● **目标**: 请把从含有“formatted like (1018,346).”的那一行到条目末尾的各行一字不改地照抄出来，首尾两行都要包括。

● **所给数据**:
•••

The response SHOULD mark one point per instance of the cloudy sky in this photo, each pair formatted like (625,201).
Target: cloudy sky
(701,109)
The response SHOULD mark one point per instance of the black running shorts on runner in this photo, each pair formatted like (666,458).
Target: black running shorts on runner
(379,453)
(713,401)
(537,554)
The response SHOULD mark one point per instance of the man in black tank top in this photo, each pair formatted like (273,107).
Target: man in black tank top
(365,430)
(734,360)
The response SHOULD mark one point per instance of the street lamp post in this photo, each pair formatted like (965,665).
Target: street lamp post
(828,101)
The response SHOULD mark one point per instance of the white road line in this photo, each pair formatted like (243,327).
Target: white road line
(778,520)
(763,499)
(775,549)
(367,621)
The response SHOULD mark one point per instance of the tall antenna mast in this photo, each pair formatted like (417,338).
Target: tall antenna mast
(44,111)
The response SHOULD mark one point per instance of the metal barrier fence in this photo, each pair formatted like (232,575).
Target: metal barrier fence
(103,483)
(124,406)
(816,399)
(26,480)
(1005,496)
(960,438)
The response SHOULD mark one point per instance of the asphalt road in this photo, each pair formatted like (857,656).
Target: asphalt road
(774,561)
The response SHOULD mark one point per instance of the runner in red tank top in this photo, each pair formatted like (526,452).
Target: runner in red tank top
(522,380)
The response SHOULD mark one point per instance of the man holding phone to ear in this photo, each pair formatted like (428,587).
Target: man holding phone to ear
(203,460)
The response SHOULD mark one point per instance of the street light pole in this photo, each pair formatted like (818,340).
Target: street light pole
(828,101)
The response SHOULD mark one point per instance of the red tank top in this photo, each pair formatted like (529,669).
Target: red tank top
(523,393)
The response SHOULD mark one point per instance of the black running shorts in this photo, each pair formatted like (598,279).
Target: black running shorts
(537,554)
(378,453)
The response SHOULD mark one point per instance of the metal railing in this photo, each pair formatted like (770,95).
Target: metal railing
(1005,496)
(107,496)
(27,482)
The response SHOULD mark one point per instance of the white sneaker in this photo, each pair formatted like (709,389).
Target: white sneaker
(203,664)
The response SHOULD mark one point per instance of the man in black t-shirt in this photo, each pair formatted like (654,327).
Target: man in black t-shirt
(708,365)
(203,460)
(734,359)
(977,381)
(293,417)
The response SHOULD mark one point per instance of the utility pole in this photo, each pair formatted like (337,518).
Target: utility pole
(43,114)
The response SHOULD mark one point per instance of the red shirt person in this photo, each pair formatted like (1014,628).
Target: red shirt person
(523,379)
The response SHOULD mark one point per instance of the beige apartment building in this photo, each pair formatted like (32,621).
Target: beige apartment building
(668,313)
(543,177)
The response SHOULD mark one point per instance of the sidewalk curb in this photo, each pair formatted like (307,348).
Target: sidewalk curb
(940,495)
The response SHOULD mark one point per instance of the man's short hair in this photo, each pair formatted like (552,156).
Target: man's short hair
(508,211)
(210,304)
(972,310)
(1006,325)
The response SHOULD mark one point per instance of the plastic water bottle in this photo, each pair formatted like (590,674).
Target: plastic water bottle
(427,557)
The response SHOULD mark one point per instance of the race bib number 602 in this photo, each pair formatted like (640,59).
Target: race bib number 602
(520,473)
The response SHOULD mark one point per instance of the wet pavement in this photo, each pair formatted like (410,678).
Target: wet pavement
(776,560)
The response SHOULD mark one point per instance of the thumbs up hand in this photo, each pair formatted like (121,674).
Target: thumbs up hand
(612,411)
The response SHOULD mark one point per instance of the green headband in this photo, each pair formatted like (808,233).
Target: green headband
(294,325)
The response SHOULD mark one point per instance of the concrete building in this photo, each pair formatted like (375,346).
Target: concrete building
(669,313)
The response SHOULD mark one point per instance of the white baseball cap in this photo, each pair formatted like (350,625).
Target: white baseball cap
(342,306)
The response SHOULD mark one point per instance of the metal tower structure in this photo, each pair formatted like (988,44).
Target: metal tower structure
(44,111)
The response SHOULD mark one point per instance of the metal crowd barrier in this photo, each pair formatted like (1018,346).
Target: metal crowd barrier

•••

● **完成的练习**:
The response SHOULD mark one point per instance of the metal crowd barrier in this photo, each pair formatted like (1018,346).
Target: metal crowd barrier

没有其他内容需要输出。